Document section:

= Composition of matter =

Category in US patent law

In United States patent law, a composition of matter is one of the four principal categories of things that may be patented. The other three are a process (also termed a method), a machine, and an article of manufacture. In United States patent law, that same terminology has been in use since the first patent act in 1790 (with the exception that processes were formerly termed "arts").

The United States Supreme Court has defined "composition of matter" to mean "all compositions of two or more substances and all composite articles, whether they be the results of chemical union, or of mechanical mixture, or whether they be gases, fluids, powders or solids." That definition is problematic, however, because composite articles can be articles of manufacture—as in the case of a piece of plywood, a concrete sidewalk, a road, a fibreglass bathtub, a (kitchen) countertop, or a flitch beam.

Data provided:
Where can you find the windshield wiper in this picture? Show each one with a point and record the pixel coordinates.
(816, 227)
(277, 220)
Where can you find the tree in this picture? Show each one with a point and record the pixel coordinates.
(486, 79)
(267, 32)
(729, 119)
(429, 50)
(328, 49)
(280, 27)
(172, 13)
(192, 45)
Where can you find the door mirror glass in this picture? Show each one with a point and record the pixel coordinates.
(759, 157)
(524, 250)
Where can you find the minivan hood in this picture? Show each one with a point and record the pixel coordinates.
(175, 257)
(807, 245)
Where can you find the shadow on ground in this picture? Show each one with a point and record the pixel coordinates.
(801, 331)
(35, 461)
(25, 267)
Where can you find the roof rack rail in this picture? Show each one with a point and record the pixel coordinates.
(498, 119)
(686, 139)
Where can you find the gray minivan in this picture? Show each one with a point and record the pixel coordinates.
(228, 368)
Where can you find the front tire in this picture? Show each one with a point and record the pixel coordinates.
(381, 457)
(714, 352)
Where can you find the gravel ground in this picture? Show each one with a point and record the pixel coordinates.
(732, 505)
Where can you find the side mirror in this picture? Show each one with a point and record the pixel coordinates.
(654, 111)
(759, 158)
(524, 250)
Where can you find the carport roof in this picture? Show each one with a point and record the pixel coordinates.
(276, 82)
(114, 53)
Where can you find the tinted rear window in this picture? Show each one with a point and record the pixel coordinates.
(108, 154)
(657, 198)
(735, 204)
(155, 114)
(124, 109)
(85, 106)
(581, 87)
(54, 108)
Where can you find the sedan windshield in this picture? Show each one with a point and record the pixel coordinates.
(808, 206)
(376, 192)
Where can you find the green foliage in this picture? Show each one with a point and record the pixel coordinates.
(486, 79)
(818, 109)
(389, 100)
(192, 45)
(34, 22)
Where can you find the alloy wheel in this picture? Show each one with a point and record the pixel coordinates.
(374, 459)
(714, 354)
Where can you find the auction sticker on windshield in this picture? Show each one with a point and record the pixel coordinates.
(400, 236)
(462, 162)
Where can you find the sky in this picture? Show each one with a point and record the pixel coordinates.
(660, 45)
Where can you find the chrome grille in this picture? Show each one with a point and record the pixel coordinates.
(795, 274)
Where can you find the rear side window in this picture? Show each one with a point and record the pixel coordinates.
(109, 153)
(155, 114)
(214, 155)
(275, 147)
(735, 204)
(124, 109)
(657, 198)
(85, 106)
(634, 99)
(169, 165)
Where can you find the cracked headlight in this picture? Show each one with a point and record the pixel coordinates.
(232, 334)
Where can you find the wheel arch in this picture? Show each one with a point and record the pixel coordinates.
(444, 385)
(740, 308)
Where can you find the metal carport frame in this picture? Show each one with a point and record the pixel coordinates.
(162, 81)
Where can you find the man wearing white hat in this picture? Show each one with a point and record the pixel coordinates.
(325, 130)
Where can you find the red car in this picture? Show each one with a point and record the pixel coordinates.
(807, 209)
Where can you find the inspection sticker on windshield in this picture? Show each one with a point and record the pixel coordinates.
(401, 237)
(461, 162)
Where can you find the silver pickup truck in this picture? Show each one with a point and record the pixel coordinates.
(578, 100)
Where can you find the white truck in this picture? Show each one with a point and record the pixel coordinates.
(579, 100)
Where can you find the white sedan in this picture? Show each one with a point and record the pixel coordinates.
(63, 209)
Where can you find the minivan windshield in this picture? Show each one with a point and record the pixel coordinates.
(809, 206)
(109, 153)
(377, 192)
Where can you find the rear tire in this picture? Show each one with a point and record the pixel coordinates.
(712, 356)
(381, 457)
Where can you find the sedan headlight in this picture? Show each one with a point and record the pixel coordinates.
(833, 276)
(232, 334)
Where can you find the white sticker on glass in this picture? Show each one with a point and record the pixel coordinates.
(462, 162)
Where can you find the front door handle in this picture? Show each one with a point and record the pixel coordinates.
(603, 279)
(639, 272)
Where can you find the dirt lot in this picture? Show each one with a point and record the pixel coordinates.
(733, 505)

What you will do:
a: In the text on composition of matter in US patent law, what term was formerly used for processes?
b: Resume the text on composition of matter in US patent law, continuing from its final sentence.

Results of the tasks:
a: Processes were formerly termed "arts."

b:
Robinson on Patents has defined "composition of matter" in these terms:

A composition of matter is an instrument formed by the intermixture of two or more ingredients, and possessing properties which belong to none of these ingredients in their separate state. ...The intermixture of ingredients in a composition of matter may be produced by mechanical or chemical operations, and its result may be a compound substance resolvable into its constituent elements by mechanical processes, or a new substance which can be destroyed only by chemical analysis.

A newly synthesized chemical compound or molecule may be patented as a composition of matter. Patents have been allowed on transitory products, such as short-lived chemical intermediates.

==Living things as compositions of matter==

In Diamond v. Chakrabarty, the United States Supreme Court held that a genetically-altered living microorganism was patent-eligible subject matter. The Chakrabarty Court said that "we must determine whether respondent's micro-organism constitutes a 'manufacture' or 'composition of matter' within the meaning of the statute. The Court's answer to its question was yes----"respondent's micro-organism plainly qualifies as patentable subject matter." But the Court never said which one it was.

===The oncomouse===

In 1988, the United States Patent and Trademark Office (USPTO) granted (filed Jun 22, 1984, issued Apr 12, 1988, expired April 12, 2005) to Harvard College claiming a mouse (the "oncomouse") as “a transgenic non-human mammal whose germ cells and somatic cells contain a re-combinant activated oncogene sequence introduced into said mammal…”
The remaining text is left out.